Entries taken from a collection
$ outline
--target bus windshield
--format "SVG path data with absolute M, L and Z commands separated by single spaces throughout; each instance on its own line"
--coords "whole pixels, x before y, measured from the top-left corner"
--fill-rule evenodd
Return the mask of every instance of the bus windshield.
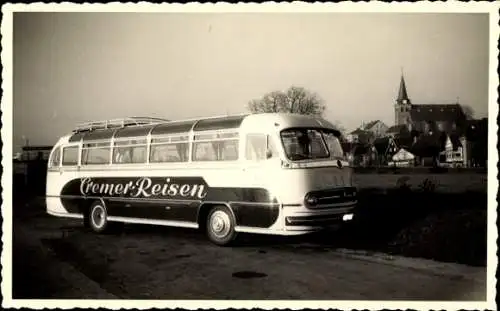
M 292 160 L 342 158 L 343 151 L 333 131 L 322 129 L 288 129 L 281 131 L 286 156 Z

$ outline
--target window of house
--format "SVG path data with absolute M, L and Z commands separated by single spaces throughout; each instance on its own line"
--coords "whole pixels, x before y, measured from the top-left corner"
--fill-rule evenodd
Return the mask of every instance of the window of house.
M 69 146 L 63 148 L 62 165 L 78 164 L 78 146 Z

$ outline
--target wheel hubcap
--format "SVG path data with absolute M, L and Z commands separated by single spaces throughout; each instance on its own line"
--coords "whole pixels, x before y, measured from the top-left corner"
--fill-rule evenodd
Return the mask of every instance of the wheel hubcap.
M 229 219 L 229 215 L 223 211 L 216 211 L 210 217 L 210 227 L 216 237 L 225 237 L 231 230 L 231 220 Z
M 106 215 L 102 206 L 94 207 L 92 211 L 92 222 L 97 228 L 101 228 L 104 225 L 105 217 Z

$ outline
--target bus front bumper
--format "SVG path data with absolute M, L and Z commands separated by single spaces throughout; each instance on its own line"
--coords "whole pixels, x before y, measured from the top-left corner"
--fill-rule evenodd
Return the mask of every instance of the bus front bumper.
M 287 216 L 285 217 L 285 224 L 287 227 L 335 225 L 345 221 L 350 221 L 353 219 L 353 217 L 353 213 L 312 216 Z
M 285 230 L 304 232 L 342 225 L 354 219 L 354 208 L 355 206 L 342 206 L 318 211 L 285 213 Z

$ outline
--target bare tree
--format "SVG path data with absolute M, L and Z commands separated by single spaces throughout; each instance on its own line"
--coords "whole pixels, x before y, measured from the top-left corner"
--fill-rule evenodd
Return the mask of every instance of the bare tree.
M 331 122 L 333 124 L 333 126 L 335 126 L 335 128 L 341 133 L 342 135 L 342 139 L 345 139 L 345 135 L 346 135 L 346 128 L 342 125 L 342 123 L 338 120 L 335 120 L 333 122 Z
M 323 100 L 303 87 L 291 86 L 285 92 L 274 91 L 248 103 L 252 113 L 290 112 L 321 116 L 325 111 Z
M 462 106 L 462 110 L 463 110 L 467 120 L 474 119 L 474 109 L 472 109 L 471 106 Z

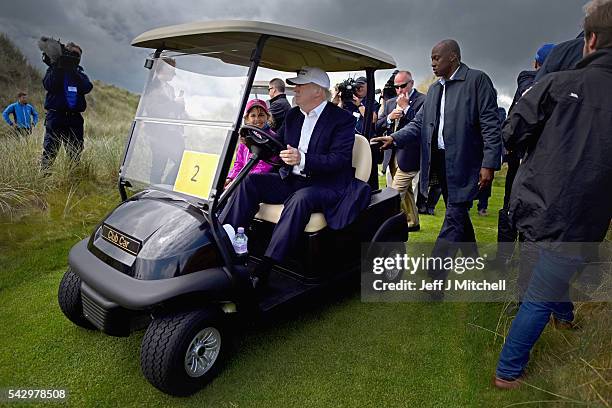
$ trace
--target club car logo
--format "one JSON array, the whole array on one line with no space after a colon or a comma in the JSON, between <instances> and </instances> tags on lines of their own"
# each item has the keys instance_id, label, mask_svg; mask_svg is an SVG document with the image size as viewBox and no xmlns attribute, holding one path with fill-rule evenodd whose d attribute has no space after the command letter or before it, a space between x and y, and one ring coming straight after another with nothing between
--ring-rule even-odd
<instances>
[{"instance_id":1,"label":"club car logo","mask_svg":"<svg viewBox=\"0 0 612 408\"><path fill-rule=\"evenodd\" d=\"M140 250L140 243L138 241L127 237L106 225L102 226L102 238L132 255L137 255L138 251Z\"/></svg>"}]
</instances>

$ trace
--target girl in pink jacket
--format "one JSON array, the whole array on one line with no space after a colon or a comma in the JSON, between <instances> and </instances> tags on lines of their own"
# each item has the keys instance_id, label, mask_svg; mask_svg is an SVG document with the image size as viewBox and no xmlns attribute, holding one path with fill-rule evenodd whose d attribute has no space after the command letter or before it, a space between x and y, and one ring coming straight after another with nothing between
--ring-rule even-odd
<instances>
[{"instance_id":1,"label":"girl in pink jacket","mask_svg":"<svg viewBox=\"0 0 612 408\"><path fill-rule=\"evenodd\" d=\"M257 126L258 128L267 130L274 134L274 132L270 130L269 120L270 111L268 110L268 106L266 105L265 101L262 101L261 99L251 99L247 103L244 114L244 123L246 125ZM227 179L225 180L225 187L227 187L234 180L234 178L236 178L238 173L240 173L240 170L242 170L250 158L251 152L249 152L249 148L244 143L240 143L238 145L238 150L236 151L234 167L232 167L227 175ZM251 169L251 173L269 173L272 168L273 167L268 163L260 161Z\"/></svg>"}]
</instances>

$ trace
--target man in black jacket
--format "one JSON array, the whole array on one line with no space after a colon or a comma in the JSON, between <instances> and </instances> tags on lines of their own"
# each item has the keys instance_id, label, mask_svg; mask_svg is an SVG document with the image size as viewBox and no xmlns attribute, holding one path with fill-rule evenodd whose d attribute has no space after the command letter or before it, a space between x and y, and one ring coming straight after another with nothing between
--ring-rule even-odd
<instances>
[{"instance_id":1,"label":"man in black jacket","mask_svg":"<svg viewBox=\"0 0 612 408\"><path fill-rule=\"evenodd\" d=\"M399 71L393 79L393 87L397 96L385 103L382 116L376 122L376 134L391 134L406 126L425 101L425 95L414 88L414 80L409 71ZM387 167L387 182L402 196L402 208L406 213L408 228L418 230L419 213L416 208L412 180L419 172L421 160L421 145L418 140L408 143L402 149L392 149L385 152L383 168Z\"/></svg>"},{"instance_id":2,"label":"man in black jacket","mask_svg":"<svg viewBox=\"0 0 612 408\"><path fill-rule=\"evenodd\" d=\"M533 61L533 71L521 71L516 79L517 88L514 93L514 99L512 100L512 104L510 105L510 110L514 108L516 103L519 101L521 96L533 85L536 74L540 71L542 66L546 64L548 60L548 55L554 49L554 44L544 44L542 45L538 51L536 52L534 61ZM503 124L502 120L502 124ZM514 177L516 177L516 172L518 171L519 165L521 164L521 152L518 151L505 151L504 152L504 160L508 163L508 172L506 173L506 183L504 190L504 206L499 210L499 215L497 219L497 242L499 244L497 246L497 258L495 262L499 267L505 268L508 264L509 260L512 258L514 246L508 244L509 242L515 242L518 238L518 231L514 228L510 220L508 219L508 205L510 203L510 193L512 192L512 183L514 182Z\"/></svg>"},{"instance_id":3,"label":"man in black jacket","mask_svg":"<svg viewBox=\"0 0 612 408\"><path fill-rule=\"evenodd\" d=\"M612 218L612 1L592 1L585 11L584 58L536 83L503 129L508 149L527 151L510 218L539 258L499 357L499 388L520 384L551 314L571 327L569 282L588 260L584 243L601 242Z\"/></svg>"},{"instance_id":4,"label":"man in black jacket","mask_svg":"<svg viewBox=\"0 0 612 408\"><path fill-rule=\"evenodd\" d=\"M77 56L80 62L81 47L74 43L66 44L66 51ZM47 90L45 97L45 139L41 167L46 170L57 156L62 143L70 159L79 160L83 151L83 116L87 108L85 95L93 89L92 83L83 72L83 68L75 64L51 64L43 78L43 86Z\"/></svg>"},{"instance_id":5,"label":"man in black jacket","mask_svg":"<svg viewBox=\"0 0 612 408\"><path fill-rule=\"evenodd\" d=\"M271 127L272 130L278 132L283 126L285 115L291 109L291 104L287 100L287 95L285 95L285 82L280 78L272 79L268 84L268 95L270 96L270 113L273 119Z\"/></svg>"}]
</instances>

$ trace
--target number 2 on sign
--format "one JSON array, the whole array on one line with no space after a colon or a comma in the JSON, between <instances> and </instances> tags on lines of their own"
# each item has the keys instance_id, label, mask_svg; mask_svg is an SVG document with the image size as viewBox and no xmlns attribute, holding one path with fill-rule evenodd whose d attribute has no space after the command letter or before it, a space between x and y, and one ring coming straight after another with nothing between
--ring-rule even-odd
<instances>
[{"instance_id":1,"label":"number 2 on sign","mask_svg":"<svg viewBox=\"0 0 612 408\"><path fill-rule=\"evenodd\" d=\"M184 151L174 191L207 199L218 164L218 154Z\"/></svg>"},{"instance_id":2,"label":"number 2 on sign","mask_svg":"<svg viewBox=\"0 0 612 408\"><path fill-rule=\"evenodd\" d=\"M196 180L196 176L198 175L198 173L200 172L200 166L198 166L197 164L195 166L193 166L193 169L195 170L195 174L193 175L193 177L191 178L191 181L197 183L198 180Z\"/></svg>"}]
</instances>

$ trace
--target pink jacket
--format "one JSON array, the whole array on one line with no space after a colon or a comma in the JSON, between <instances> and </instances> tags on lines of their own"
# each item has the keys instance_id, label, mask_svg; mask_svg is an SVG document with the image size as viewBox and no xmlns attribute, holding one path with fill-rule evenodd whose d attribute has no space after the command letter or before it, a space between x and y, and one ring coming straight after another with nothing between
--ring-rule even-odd
<instances>
[{"instance_id":1,"label":"pink jacket","mask_svg":"<svg viewBox=\"0 0 612 408\"><path fill-rule=\"evenodd\" d=\"M246 147L245 144L240 143L238 146L238 150L236 151L236 160L234 161L234 167L230 170L227 178L235 179L240 170L247 164L249 159L251 158L251 152L249 152L249 148ZM260 161L257 163L255 167L251 169L251 173L269 173L272 171L272 166L268 163L264 163Z\"/></svg>"}]
</instances>

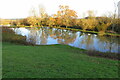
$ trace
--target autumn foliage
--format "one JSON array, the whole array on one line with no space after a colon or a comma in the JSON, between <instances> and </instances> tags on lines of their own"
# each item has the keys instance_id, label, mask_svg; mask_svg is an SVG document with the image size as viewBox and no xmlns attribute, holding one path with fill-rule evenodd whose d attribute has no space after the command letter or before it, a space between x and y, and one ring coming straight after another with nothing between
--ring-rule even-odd
<instances>
[{"instance_id":1,"label":"autumn foliage","mask_svg":"<svg viewBox=\"0 0 120 80\"><path fill-rule=\"evenodd\" d=\"M2 20L1 24L11 24L15 26L50 26L50 27L65 27L77 28L83 31L98 31L120 33L120 20L111 17L96 17L94 11L87 12L88 17L78 18L76 11L70 9L67 5L60 5L56 14L49 16L45 9L39 7L39 14L36 14L35 9L31 10L31 16L18 20Z\"/></svg>"}]
</instances>

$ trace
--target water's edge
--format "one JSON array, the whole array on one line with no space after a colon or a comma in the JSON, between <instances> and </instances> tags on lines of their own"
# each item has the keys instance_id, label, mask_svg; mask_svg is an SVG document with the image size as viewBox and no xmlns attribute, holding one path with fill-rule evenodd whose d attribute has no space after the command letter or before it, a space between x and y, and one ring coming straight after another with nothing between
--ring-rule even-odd
<instances>
[{"instance_id":1,"label":"water's edge","mask_svg":"<svg viewBox=\"0 0 120 80\"><path fill-rule=\"evenodd\" d=\"M120 38L97 36L50 27L11 28L16 34L26 36L26 41L36 45L67 44L73 47L100 52L119 53Z\"/></svg>"}]
</instances>

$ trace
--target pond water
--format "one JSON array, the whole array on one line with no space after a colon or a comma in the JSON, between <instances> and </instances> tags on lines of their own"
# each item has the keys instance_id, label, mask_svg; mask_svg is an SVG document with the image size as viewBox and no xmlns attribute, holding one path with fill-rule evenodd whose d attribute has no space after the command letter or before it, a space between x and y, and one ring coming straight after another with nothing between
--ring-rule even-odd
<instances>
[{"instance_id":1,"label":"pond water","mask_svg":"<svg viewBox=\"0 0 120 80\"><path fill-rule=\"evenodd\" d=\"M120 38L98 36L80 31L50 27L11 28L16 34L26 36L26 41L36 45L67 44L81 49L120 53Z\"/></svg>"}]
</instances>

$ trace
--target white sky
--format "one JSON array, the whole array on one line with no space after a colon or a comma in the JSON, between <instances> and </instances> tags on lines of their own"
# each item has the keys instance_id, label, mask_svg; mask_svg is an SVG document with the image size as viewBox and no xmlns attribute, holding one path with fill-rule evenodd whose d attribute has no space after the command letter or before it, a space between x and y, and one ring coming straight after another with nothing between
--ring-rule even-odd
<instances>
[{"instance_id":1,"label":"white sky","mask_svg":"<svg viewBox=\"0 0 120 80\"><path fill-rule=\"evenodd\" d=\"M114 0L0 0L0 18L28 17L30 9L37 9L39 4L45 6L49 15L55 14L59 5L68 5L80 17L88 10L94 10L98 16L114 11Z\"/></svg>"}]
</instances>

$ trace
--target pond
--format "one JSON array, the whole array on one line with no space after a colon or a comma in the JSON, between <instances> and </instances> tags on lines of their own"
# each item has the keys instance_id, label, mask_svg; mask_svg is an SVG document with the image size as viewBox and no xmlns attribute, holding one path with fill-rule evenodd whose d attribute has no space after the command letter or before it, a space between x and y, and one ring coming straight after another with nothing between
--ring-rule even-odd
<instances>
[{"instance_id":1,"label":"pond","mask_svg":"<svg viewBox=\"0 0 120 80\"><path fill-rule=\"evenodd\" d=\"M98 36L50 27L11 28L16 34L26 36L26 41L36 45L67 44L81 49L120 53L120 38Z\"/></svg>"}]
</instances>

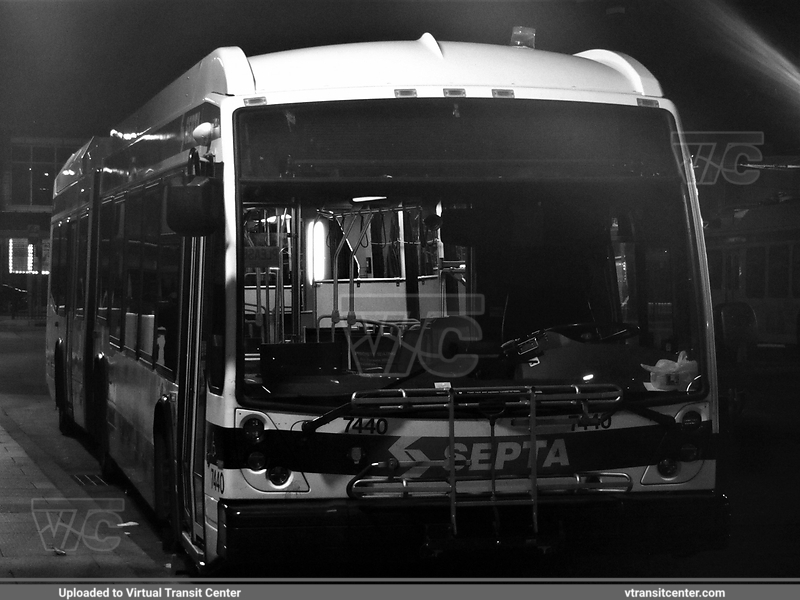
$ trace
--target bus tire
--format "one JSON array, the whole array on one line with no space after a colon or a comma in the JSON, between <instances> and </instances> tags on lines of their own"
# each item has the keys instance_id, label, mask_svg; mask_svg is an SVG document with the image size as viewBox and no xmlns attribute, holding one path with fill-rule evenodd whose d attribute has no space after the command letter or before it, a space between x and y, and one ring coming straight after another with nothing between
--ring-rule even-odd
<instances>
[{"instance_id":1,"label":"bus tire","mask_svg":"<svg viewBox=\"0 0 800 600\"><path fill-rule=\"evenodd\" d=\"M166 414L167 416L163 416ZM180 547L180 507L178 504L178 478L175 472L173 429L168 412L156 417L153 432L153 471L155 491L155 516L161 529L161 546L164 552L175 552Z\"/></svg>"}]
</instances>

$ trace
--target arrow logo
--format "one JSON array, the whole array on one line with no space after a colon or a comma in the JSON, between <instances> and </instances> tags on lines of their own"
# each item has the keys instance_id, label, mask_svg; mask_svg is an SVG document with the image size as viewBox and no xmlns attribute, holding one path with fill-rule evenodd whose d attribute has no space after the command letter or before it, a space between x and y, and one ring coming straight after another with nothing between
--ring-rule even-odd
<instances>
[{"instance_id":1,"label":"arrow logo","mask_svg":"<svg viewBox=\"0 0 800 600\"><path fill-rule=\"evenodd\" d=\"M397 441L389 447L389 452L395 457L402 465L403 463L413 462L430 462L430 459L425 456L425 453L418 448L409 448L411 444L419 440L419 437L399 437ZM430 465L417 465L411 467L404 473L404 477L421 477L425 471L430 468Z\"/></svg>"}]
</instances>

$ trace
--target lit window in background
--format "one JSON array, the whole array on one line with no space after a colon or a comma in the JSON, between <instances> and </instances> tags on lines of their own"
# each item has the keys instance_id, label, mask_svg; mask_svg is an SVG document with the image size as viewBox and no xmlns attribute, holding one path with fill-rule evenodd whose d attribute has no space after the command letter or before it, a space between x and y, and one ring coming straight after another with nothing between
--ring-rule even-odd
<instances>
[{"instance_id":1,"label":"lit window in background","mask_svg":"<svg viewBox=\"0 0 800 600\"><path fill-rule=\"evenodd\" d=\"M38 275L35 265L33 244L28 238L10 238L8 240L8 272L14 275ZM42 271L42 275L49 275Z\"/></svg>"}]
</instances>

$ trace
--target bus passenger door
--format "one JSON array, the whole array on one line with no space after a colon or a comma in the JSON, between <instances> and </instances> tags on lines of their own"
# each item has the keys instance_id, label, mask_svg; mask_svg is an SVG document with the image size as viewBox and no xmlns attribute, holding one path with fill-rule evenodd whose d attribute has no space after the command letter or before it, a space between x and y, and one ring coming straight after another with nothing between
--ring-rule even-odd
<instances>
[{"instance_id":1,"label":"bus passenger door","mask_svg":"<svg viewBox=\"0 0 800 600\"><path fill-rule=\"evenodd\" d=\"M183 350L179 358L177 450L178 483L182 493L180 512L183 529L193 543L202 546L204 538L205 471L205 339L207 329L205 238L186 238L183 285Z\"/></svg>"},{"instance_id":2,"label":"bus passenger door","mask_svg":"<svg viewBox=\"0 0 800 600\"><path fill-rule=\"evenodd\" d=\"M75 279L77 272L72 268L75 264L75 232L77 223L67 221L59 224L59 262L62 271L61 297L63 304L58 306L59 319L56 327L59 328L59 345L56 356L56 394L59 406L59 426L61 426L61 414L70 415L73 412L72 401L72 329L73 329L73 310L75 307ZM62 429L62 432L65 430Z\"/></svg>"},{"instance_id":3,"label":"bus passenger door","mask_svg":"<svg viewBox=\"0 0 800 600\"><path fill-rule=\"evenodd\" d=\"M84 357L86 343L86 274L89 251L89 213L67 224L67 243L70 247L74 272L69 278L68 309L64 332L64 371L66 402L72 404L72 418L81 427L87 426Z\"/></svg>"}]
</instances>

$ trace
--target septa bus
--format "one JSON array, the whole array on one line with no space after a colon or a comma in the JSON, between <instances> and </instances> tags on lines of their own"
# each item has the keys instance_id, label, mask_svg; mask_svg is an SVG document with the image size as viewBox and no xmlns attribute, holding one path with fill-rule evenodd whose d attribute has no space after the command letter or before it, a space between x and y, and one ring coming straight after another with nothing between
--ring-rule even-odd
<instances>
[{"instance_id":1,"label":"septa bus","mask_svg":"<svg viewBox=\"0 0 800 600\"><path fill-rule=\"evenodd\" d=\"M201 568L724 542L673 104L605 50L220 48L55 183L47 376Z\"/></svg>"}]
</instances>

* Work item:
Repeat, word for word and with no pictures, only the lines running from the beginning of the data to the line that contains "--target window of house".

* Response:
$ outline
--target bus windshield
--format "SVG path data with absolute M, L and Z commands separated by single spaces throughout; each instance on its own line"
--coords "whole pixels, x before y, measured from the top-left corner"
--fill-rule evenodd
Return the mask of every instance of the bus windshield.
M 292 160 L 342 158 L 343 151 L 333 131 L 322 129 L 288 129 L 281 131 L 286 156 Z

$ outline
--target window of house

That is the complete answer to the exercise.